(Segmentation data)
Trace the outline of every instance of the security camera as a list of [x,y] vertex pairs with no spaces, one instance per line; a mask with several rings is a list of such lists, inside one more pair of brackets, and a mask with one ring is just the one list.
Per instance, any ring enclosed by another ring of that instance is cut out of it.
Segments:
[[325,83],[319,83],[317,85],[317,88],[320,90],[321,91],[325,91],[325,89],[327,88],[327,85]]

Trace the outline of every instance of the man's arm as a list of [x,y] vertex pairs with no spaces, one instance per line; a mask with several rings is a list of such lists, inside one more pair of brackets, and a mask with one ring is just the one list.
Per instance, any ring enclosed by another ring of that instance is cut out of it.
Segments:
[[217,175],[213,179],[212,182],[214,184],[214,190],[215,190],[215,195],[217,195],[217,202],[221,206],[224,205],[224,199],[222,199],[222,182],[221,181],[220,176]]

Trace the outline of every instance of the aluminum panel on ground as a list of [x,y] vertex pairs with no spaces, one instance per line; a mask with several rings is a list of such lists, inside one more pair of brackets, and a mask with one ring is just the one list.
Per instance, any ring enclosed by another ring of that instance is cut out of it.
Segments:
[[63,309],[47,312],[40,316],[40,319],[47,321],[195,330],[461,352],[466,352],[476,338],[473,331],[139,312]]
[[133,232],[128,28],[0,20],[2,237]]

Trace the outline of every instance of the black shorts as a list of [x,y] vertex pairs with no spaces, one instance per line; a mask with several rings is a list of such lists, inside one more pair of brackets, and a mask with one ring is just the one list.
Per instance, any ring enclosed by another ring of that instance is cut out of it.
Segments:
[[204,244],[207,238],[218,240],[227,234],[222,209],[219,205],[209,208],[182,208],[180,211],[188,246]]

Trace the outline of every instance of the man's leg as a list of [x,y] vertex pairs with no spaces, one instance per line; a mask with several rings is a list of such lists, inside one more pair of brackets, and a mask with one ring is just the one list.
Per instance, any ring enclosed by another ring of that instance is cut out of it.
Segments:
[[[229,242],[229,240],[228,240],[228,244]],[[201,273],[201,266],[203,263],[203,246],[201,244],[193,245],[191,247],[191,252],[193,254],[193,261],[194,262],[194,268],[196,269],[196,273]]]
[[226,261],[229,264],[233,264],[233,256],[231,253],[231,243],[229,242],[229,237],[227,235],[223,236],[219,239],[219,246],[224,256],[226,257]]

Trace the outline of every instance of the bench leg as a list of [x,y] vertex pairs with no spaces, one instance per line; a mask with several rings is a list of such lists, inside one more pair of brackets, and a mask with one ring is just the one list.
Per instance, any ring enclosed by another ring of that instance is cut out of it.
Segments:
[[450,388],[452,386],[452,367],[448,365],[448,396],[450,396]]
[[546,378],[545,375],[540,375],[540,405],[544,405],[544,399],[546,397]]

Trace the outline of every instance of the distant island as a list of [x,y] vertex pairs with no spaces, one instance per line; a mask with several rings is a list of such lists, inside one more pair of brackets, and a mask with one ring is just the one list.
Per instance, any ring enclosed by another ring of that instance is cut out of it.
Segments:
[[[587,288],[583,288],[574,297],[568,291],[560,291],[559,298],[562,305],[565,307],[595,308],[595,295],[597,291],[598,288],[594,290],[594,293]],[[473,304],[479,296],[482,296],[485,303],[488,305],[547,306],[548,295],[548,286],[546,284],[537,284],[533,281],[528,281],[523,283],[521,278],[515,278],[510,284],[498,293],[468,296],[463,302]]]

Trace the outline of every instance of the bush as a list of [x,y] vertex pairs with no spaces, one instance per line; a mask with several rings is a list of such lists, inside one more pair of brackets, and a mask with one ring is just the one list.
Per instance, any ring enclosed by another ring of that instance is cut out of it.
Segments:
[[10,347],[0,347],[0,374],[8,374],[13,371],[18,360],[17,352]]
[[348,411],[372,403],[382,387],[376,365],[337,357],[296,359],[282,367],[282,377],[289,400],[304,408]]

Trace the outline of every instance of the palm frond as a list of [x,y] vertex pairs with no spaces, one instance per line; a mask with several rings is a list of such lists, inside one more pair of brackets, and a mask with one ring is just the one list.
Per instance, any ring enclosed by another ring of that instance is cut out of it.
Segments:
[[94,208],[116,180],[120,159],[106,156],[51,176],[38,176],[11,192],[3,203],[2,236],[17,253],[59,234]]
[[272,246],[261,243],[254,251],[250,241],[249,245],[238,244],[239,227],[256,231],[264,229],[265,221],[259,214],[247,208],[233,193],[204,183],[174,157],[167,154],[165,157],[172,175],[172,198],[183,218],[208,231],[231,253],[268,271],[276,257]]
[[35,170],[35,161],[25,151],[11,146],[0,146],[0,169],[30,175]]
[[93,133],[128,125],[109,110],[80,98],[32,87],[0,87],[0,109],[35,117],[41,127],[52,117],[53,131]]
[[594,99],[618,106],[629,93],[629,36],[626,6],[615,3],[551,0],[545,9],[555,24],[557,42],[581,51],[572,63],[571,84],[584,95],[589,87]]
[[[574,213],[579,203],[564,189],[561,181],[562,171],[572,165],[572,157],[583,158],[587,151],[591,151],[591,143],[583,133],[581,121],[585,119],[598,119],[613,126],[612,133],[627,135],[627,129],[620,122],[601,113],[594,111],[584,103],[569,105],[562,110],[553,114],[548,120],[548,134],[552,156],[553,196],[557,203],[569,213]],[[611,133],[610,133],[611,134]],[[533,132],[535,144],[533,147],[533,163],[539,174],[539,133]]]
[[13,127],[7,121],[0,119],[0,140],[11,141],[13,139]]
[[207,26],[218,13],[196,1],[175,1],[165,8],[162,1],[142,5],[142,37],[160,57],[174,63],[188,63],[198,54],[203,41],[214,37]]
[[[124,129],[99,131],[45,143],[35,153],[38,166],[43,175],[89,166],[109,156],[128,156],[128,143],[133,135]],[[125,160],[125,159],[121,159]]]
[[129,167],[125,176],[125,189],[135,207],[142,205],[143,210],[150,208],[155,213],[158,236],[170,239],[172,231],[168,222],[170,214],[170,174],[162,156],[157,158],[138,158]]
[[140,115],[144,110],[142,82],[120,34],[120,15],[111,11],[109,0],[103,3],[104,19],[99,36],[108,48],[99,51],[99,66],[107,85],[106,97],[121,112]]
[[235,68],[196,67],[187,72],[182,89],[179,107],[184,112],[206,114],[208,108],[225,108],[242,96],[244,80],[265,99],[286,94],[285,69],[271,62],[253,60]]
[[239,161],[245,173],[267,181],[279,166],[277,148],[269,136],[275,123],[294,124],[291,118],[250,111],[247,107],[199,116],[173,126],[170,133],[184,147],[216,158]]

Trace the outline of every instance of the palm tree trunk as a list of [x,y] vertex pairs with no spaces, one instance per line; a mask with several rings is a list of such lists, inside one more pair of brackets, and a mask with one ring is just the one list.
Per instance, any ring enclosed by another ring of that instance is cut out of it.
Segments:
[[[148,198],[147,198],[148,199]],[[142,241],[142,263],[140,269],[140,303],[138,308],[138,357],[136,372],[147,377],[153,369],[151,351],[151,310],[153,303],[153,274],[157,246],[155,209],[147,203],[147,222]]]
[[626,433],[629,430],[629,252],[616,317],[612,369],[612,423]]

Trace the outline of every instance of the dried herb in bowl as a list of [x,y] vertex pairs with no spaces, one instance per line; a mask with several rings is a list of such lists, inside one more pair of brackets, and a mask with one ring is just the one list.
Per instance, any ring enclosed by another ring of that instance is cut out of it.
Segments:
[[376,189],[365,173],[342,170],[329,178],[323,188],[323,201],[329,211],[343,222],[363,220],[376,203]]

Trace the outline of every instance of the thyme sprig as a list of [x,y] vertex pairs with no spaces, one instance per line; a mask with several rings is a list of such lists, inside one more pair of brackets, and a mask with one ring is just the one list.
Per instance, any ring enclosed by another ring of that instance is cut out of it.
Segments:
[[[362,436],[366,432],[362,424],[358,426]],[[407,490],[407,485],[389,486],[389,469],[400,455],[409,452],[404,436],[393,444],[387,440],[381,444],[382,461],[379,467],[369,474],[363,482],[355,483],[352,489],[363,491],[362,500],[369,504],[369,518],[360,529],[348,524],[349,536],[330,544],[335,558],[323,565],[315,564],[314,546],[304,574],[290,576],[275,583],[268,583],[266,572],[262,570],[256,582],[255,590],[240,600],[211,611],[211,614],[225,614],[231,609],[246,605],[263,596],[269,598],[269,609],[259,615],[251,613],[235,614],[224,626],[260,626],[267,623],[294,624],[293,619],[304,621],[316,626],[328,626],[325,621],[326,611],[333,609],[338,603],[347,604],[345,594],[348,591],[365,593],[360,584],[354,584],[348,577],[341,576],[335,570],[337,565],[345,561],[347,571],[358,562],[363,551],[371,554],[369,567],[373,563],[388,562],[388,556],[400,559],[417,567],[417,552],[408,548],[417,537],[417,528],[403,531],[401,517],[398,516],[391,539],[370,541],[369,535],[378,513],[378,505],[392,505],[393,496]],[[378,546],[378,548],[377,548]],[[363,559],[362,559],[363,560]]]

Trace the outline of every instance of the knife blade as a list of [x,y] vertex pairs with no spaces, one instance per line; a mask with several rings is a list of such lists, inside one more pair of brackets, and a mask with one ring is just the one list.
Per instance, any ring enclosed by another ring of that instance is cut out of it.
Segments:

- STATED GOAL -
With both ends included, please retype exactly the lines from the line containing "Trace the outline of every instance of the knife" to the final line of the data.

- FINISHED TASK -
Trace the outline of every instance of the knife blade as a list of [x,y] vertex pairs with no spaces, one instance per line; a mask with several rings is a list of such lists, inside one more pair of brackets, and a mask with one ring is just the one list.
Per instance, any ring enclosed by another ring of that instance is cut out of it.
Segments:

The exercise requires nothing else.